* _GOAL OF THE EXERCISE_
Copy each line below in which the string "white" occurs.

[Stored data entries]

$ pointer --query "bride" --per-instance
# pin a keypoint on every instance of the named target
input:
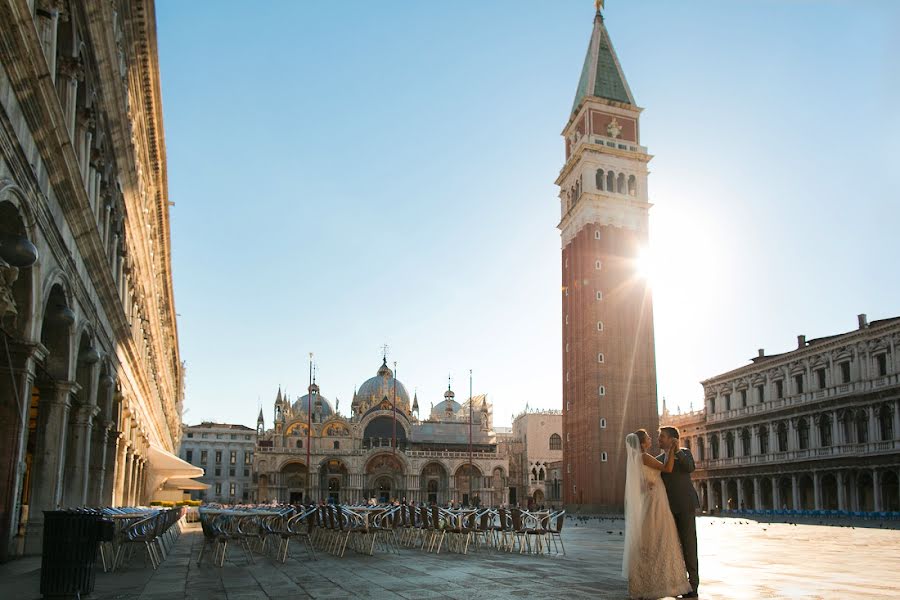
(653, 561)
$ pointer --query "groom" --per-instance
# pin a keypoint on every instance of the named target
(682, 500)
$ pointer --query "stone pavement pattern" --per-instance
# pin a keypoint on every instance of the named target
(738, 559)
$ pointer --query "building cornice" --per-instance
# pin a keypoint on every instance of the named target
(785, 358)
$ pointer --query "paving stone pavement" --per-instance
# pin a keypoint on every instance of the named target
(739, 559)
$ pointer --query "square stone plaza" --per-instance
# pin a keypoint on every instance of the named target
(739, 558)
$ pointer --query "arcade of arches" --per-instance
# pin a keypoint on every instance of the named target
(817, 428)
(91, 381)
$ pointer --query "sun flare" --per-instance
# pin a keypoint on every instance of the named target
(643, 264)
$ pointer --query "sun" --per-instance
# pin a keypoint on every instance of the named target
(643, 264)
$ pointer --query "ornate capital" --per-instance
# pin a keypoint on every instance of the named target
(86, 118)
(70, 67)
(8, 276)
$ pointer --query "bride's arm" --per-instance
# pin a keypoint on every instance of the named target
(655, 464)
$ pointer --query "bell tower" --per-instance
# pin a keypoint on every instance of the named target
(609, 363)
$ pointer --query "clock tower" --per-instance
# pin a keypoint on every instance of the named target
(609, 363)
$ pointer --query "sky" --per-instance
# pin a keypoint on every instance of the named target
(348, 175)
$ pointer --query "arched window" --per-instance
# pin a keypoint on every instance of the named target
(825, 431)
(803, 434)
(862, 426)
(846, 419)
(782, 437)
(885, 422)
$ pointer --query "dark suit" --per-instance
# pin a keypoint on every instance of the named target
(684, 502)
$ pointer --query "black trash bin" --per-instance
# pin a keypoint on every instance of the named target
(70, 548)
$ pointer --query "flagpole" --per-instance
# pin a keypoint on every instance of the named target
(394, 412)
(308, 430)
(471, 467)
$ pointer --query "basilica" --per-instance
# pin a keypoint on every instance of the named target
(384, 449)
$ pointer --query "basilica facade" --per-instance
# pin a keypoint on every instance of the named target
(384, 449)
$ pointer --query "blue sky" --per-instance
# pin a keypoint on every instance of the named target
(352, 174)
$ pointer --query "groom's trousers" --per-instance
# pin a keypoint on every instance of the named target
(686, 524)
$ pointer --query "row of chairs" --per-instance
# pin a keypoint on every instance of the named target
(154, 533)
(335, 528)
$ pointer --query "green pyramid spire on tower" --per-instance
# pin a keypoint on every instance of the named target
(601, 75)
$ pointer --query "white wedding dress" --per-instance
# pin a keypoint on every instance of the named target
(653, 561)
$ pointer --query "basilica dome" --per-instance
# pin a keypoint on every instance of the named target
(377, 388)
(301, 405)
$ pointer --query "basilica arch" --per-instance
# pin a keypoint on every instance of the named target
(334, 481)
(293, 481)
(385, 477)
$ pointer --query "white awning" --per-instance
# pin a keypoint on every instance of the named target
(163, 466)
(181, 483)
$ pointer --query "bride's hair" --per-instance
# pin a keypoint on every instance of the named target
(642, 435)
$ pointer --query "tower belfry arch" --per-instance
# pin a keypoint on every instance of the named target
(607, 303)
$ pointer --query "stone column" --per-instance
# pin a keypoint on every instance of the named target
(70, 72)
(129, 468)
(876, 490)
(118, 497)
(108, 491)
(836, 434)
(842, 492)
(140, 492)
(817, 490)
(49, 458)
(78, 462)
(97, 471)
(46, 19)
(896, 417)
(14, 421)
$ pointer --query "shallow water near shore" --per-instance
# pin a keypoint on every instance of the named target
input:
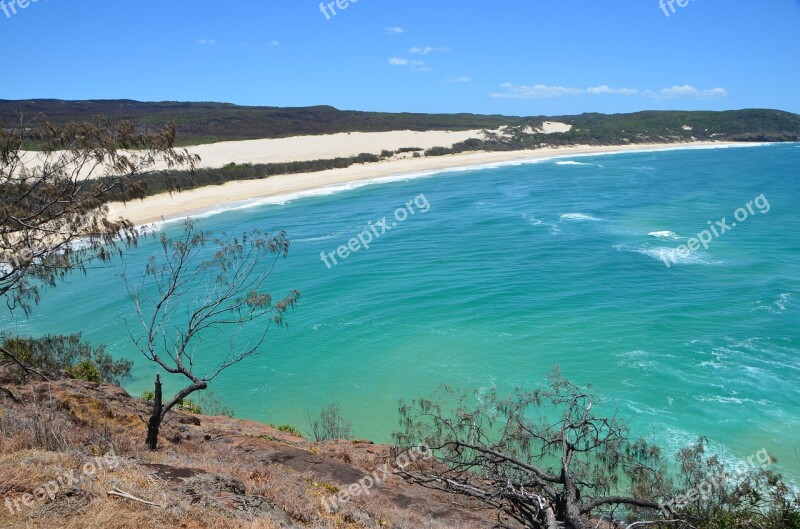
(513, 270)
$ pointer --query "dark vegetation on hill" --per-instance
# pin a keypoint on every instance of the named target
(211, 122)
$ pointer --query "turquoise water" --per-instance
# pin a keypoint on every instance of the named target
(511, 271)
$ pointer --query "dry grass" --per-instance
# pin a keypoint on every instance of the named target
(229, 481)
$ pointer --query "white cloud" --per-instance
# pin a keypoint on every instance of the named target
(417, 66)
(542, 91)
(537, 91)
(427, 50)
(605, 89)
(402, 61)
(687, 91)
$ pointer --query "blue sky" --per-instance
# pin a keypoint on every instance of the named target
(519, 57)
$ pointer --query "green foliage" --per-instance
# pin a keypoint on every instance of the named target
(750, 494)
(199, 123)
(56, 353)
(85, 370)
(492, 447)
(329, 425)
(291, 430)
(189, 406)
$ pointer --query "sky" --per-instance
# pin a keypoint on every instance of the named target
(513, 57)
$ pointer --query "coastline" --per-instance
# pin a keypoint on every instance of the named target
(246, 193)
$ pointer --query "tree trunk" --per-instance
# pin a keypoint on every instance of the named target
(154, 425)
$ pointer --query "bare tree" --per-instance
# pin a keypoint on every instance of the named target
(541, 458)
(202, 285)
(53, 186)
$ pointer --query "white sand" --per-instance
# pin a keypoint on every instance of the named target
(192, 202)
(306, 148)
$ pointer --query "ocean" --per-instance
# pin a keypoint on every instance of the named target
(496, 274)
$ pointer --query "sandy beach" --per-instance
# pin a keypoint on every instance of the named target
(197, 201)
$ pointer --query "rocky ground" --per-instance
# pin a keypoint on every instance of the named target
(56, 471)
...
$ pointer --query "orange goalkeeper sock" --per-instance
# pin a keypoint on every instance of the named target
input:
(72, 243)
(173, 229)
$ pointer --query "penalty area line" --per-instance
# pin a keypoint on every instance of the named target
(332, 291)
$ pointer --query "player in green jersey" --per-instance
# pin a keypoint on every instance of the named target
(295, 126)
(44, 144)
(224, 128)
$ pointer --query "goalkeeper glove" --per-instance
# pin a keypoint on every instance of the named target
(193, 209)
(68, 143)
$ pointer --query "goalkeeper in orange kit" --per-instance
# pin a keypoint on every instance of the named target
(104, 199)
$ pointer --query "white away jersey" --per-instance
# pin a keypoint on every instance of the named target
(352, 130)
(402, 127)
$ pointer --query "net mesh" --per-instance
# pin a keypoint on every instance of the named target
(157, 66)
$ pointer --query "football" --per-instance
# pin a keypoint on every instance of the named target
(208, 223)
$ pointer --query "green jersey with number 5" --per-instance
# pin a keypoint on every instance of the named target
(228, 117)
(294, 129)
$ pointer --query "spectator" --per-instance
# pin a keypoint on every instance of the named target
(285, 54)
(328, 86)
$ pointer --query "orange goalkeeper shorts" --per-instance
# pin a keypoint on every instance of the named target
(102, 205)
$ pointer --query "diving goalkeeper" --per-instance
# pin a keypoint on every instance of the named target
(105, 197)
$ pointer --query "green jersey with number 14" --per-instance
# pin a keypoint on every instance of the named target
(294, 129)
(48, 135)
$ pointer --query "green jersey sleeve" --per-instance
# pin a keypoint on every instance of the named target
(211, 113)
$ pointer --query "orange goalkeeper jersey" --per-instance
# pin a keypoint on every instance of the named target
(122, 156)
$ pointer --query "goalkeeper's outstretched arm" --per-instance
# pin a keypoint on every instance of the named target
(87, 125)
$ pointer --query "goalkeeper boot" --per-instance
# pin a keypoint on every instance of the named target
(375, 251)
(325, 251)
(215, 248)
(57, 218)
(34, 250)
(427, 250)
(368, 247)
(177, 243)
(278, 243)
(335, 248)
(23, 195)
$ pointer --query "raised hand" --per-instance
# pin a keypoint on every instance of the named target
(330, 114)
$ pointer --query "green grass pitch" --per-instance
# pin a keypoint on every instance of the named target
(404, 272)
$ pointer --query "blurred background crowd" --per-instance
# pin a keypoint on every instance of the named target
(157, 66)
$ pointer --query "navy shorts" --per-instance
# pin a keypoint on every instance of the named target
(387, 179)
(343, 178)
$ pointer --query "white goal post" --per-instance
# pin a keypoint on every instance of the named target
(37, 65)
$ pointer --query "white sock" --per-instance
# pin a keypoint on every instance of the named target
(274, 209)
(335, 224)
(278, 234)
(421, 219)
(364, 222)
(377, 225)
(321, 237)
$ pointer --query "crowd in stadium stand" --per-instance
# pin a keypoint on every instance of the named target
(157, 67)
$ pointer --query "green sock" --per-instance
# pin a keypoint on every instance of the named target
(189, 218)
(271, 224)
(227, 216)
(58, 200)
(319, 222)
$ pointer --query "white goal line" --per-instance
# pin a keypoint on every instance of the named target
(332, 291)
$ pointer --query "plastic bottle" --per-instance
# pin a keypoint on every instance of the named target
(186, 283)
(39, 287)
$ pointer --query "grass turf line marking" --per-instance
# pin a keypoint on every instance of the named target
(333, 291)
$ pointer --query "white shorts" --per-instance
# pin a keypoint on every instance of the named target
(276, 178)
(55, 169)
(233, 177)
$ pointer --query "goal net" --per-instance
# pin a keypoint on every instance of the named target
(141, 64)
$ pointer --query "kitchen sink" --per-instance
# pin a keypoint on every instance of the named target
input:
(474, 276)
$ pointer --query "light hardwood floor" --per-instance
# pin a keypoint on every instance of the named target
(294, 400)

* _SOLUTION FOR THIS PROBLEM_
$ pointer --query "white wedding dress" --per-instance
$ pointer --query "white awning" --per-instance
$ pointer --query "white cloud" --per-instance
$ pointer --query "white sand" --per-instance
$ pointer --query "white away jersey" --per-instance
$ pointer --query "white goal post" --per-instance
$ pointer --query "white sock" --per-instance
$ pointer --query "white goal line" --per-instance
$ pointer --query "white shorts" --per-instance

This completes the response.